▶ TASK BRIEF
Copy out the material below word for word, starting at the line that contains "Highlight the dormer" and ending at the last line of the material.

— Begin RECORDS FOR THIS TASK —

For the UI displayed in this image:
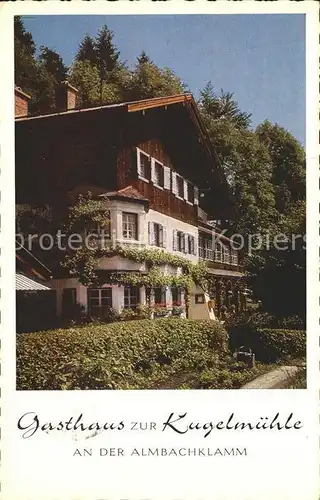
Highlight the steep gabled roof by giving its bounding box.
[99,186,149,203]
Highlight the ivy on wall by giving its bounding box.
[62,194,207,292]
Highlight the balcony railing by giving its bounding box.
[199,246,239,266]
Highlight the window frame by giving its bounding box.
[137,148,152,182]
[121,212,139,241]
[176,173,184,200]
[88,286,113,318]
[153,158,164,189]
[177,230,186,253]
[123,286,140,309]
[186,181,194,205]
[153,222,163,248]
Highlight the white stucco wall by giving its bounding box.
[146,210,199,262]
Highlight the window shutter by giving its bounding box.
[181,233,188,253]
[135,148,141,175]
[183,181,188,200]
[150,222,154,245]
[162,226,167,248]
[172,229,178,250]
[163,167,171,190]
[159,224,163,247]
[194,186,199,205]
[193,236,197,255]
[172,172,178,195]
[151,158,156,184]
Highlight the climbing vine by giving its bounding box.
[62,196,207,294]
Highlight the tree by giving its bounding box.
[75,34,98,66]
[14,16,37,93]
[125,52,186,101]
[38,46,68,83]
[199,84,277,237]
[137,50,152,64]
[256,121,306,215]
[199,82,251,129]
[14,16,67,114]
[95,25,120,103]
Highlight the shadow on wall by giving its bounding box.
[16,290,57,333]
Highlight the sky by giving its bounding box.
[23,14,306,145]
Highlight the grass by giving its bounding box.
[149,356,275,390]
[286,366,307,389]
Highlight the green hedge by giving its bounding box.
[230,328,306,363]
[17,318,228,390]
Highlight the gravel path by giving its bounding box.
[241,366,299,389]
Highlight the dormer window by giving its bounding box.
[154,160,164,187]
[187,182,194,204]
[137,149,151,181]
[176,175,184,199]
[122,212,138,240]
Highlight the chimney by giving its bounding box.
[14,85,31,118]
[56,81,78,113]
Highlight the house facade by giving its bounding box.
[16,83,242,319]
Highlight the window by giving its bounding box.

— End RECORDS FOR THIS TASK —

▶ TASK ANSWER
Highlight the dormer window by giving its bounding box.
[154,160,164,187]
[187,182,194,204]
[137,149,151,181]
[176,175,184,199]
[122,212,138,240]
Highlight the chimney by giving its bounding box.
[14,85,31,118]
[56,81,78,113]
Highlight the house facade by giving its bounding box.
[16,83,242,319]
Highlight the window by giving its bounding box.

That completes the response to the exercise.